> **Exercise description**: Everything from the line with "point: man wearing" through the final line below should be copied out exactly, and nothing else should appear.

Records to use Block Start

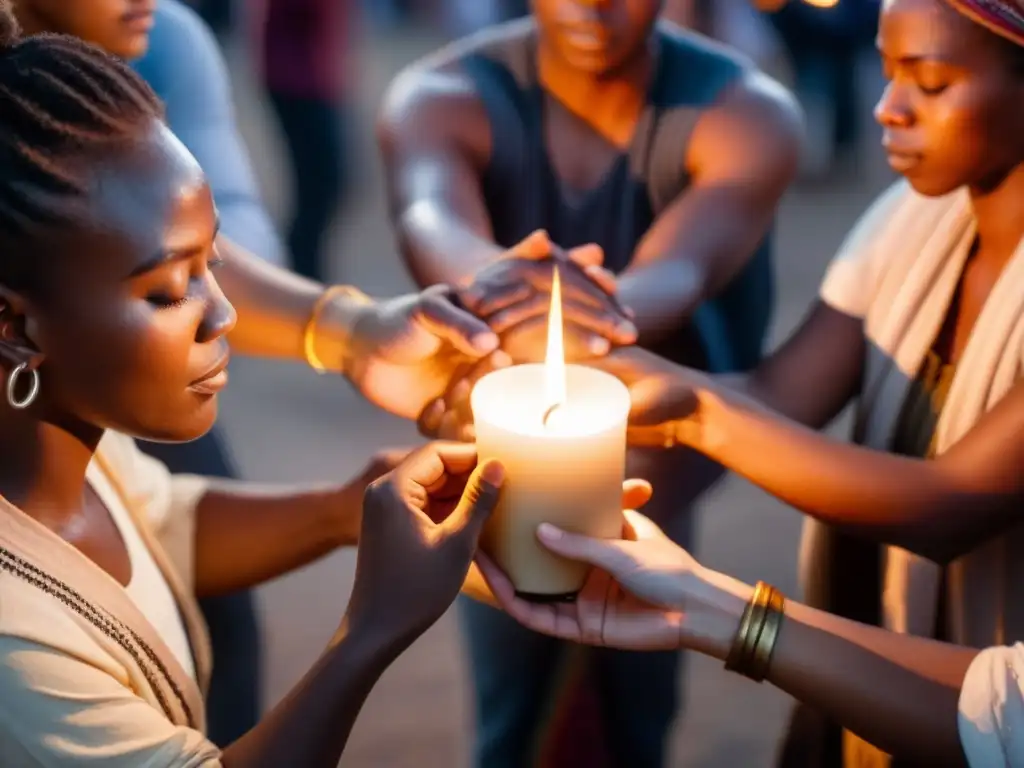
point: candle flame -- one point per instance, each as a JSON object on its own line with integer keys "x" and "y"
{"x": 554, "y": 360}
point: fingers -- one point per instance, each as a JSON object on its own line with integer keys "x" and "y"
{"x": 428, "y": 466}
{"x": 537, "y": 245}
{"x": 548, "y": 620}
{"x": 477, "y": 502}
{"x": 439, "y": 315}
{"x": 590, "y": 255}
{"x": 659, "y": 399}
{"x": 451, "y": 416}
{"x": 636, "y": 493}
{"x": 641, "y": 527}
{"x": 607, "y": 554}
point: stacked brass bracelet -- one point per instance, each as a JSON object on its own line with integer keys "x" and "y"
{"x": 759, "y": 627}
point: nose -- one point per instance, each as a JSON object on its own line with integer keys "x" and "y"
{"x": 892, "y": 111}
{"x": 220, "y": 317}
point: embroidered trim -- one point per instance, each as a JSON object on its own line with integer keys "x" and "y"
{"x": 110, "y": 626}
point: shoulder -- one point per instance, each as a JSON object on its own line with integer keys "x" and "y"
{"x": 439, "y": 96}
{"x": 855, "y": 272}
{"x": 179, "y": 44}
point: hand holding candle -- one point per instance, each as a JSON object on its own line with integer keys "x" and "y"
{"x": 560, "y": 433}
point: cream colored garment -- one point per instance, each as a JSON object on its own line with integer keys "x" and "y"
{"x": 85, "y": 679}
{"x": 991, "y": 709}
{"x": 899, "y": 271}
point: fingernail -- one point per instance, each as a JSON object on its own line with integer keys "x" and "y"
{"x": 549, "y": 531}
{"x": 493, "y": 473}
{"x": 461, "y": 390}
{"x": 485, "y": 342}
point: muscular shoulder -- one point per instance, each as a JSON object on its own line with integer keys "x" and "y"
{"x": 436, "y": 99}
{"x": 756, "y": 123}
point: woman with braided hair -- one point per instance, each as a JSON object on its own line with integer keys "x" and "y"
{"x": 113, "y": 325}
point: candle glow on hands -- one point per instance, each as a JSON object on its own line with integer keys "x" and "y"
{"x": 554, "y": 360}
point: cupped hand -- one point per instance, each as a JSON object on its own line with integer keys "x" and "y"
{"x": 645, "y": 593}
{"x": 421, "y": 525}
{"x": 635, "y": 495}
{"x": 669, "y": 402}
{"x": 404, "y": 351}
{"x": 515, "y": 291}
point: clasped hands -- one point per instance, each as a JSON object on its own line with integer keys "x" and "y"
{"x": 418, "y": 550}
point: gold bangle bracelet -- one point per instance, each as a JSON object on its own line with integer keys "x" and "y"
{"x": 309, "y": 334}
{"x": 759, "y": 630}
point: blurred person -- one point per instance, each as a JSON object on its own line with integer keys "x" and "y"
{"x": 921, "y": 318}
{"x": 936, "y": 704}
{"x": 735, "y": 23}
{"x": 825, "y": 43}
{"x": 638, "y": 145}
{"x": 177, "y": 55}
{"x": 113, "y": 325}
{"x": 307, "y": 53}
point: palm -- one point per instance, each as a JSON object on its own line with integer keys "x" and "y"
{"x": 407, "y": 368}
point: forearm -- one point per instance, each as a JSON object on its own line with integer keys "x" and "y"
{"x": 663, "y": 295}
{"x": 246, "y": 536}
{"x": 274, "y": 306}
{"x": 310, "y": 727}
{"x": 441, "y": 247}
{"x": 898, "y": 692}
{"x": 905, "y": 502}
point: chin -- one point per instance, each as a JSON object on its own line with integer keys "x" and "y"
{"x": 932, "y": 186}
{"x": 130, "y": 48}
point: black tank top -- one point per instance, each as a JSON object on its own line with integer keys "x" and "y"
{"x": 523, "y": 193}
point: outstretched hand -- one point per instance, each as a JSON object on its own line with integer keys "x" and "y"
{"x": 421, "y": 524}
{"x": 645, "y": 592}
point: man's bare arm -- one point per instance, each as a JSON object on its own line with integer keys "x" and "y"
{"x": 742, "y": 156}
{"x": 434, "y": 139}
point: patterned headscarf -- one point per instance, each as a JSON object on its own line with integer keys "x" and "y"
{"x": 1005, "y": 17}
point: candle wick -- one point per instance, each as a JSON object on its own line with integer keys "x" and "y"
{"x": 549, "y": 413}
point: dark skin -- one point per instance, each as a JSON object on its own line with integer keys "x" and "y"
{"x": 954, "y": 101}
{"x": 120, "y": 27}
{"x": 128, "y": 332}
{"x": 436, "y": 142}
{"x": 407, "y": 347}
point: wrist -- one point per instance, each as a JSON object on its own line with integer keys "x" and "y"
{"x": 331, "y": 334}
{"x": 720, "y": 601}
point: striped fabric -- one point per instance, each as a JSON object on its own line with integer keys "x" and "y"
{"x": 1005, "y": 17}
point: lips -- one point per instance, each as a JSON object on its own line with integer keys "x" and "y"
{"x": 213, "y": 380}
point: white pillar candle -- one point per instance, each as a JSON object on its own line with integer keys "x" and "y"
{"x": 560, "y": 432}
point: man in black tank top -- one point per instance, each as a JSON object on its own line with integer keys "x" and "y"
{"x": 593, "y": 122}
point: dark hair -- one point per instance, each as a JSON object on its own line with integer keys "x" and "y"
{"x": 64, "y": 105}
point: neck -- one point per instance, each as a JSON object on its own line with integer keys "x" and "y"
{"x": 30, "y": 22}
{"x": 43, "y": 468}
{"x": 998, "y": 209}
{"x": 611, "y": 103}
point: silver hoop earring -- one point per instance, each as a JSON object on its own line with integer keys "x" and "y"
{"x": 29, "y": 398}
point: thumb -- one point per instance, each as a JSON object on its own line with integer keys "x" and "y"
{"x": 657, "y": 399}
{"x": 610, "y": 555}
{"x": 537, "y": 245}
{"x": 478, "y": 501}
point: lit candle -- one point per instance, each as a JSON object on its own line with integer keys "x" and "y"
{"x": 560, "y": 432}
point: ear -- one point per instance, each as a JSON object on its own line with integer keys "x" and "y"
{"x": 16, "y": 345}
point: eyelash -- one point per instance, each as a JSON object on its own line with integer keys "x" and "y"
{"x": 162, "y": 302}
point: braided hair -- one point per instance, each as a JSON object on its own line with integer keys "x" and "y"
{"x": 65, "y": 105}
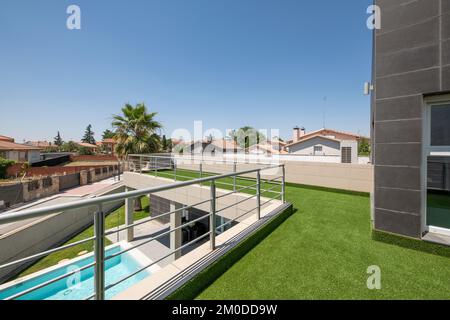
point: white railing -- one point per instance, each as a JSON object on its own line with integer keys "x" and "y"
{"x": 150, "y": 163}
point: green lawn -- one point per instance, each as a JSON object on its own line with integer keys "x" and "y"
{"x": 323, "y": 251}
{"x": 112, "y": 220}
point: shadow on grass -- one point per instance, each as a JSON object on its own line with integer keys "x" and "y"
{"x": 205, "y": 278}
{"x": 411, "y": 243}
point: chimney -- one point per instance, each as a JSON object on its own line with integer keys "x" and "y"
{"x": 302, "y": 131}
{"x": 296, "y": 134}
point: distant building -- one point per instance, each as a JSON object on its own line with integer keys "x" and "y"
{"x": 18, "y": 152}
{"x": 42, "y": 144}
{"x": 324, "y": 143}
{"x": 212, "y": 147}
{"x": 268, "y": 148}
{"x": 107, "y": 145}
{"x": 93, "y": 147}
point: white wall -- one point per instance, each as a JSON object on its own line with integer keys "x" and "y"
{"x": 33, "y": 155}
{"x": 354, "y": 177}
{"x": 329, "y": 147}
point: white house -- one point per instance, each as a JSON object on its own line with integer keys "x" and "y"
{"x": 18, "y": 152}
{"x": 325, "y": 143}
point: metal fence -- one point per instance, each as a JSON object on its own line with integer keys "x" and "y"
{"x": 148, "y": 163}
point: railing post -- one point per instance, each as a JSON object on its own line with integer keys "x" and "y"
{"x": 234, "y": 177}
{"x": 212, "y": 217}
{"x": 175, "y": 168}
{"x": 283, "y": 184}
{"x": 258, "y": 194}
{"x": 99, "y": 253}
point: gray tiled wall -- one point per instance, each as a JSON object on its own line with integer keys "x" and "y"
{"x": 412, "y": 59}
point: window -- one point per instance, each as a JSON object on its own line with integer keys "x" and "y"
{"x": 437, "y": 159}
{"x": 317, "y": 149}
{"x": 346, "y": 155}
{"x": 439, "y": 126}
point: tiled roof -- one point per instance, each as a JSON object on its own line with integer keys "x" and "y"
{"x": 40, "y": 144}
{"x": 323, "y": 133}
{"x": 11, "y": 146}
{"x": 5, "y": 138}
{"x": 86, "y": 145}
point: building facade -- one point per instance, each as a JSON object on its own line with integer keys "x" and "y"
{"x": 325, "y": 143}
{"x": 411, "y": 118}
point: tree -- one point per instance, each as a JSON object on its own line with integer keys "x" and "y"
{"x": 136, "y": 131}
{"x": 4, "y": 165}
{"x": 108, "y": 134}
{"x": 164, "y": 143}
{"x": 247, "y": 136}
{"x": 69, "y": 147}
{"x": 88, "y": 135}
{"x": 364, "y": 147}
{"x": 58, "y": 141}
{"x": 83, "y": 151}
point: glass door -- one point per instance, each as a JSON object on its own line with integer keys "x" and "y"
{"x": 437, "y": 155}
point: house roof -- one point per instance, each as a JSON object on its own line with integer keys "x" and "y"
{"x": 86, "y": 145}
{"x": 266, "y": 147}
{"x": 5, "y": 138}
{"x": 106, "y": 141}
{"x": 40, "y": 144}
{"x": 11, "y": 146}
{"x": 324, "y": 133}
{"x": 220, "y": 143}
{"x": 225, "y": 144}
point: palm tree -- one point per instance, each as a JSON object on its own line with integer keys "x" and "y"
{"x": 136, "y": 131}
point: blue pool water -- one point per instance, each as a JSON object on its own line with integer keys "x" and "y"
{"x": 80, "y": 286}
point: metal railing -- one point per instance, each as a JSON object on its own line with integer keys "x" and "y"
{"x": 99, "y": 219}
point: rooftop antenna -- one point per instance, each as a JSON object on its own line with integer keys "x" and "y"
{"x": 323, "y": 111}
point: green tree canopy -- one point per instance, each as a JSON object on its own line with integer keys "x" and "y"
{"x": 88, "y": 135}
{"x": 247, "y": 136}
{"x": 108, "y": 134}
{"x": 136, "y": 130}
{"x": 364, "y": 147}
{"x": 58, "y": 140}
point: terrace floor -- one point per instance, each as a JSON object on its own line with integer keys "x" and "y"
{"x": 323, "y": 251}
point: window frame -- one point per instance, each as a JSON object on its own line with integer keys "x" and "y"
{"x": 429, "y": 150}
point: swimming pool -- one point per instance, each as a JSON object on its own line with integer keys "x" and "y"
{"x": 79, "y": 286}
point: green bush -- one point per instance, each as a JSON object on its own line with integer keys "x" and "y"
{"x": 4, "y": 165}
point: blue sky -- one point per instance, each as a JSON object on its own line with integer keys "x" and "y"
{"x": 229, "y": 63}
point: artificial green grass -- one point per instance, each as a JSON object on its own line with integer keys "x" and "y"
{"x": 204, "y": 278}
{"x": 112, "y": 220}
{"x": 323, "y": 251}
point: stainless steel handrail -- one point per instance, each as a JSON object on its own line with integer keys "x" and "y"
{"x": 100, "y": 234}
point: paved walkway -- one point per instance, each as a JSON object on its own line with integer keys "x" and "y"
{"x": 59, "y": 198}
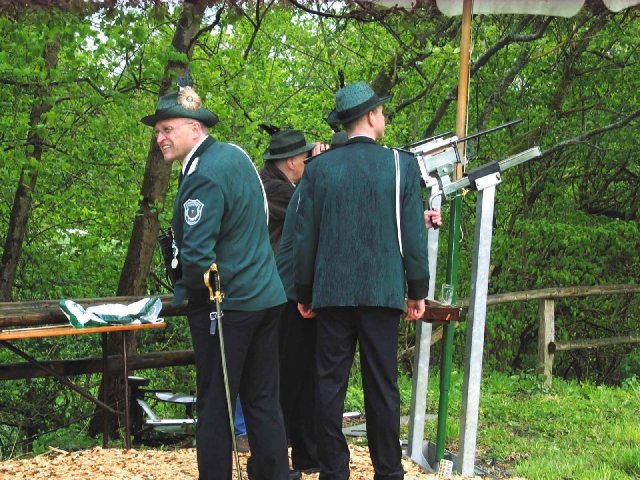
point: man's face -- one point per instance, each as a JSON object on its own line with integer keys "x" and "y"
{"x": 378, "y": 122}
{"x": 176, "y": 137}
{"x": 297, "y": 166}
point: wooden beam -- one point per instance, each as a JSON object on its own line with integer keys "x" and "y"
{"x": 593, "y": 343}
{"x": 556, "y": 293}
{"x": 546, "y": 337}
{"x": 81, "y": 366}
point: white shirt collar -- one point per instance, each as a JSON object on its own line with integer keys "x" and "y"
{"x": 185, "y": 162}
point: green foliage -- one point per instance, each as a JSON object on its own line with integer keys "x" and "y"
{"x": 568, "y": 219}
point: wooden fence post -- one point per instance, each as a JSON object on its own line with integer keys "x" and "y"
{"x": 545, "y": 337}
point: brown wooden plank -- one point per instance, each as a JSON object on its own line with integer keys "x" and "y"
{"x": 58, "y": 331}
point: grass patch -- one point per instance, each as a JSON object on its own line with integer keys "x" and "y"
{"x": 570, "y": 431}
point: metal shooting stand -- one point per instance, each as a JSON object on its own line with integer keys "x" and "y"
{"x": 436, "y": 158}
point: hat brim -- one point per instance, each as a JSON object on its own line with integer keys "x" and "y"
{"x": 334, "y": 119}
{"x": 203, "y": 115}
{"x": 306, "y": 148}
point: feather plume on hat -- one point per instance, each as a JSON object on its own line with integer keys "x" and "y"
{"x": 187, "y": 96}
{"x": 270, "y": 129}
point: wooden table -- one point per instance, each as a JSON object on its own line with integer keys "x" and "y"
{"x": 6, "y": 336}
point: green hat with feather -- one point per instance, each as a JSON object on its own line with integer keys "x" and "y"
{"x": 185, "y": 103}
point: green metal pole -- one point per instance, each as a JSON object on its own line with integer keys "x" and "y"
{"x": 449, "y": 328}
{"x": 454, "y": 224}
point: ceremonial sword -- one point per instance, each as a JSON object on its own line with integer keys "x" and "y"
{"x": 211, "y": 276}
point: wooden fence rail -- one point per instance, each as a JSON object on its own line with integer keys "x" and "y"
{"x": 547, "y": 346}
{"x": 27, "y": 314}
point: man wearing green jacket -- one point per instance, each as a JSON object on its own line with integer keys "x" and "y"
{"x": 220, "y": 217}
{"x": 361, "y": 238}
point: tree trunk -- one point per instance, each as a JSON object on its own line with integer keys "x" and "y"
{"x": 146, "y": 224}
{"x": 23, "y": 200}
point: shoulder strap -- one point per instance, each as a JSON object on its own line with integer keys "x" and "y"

Records to use Block End

> **Result of the task**:
point: man wearing green jacket -- one point per instance, each as a JSON object on its own line with integer keys "x" and "y"
{"x": 220, "y": 217}
{"x": 361, "y": 238}
point: tree trunk -- one point per instance, each as a JSON object on its own line with integer keys "x" and "y"
{"x": 146, "y": 224}
{"x": 23, "y": 200}
point: shoulder strap -- one point per instance, each as a JSON object on its own line with integer keys "x" and "y"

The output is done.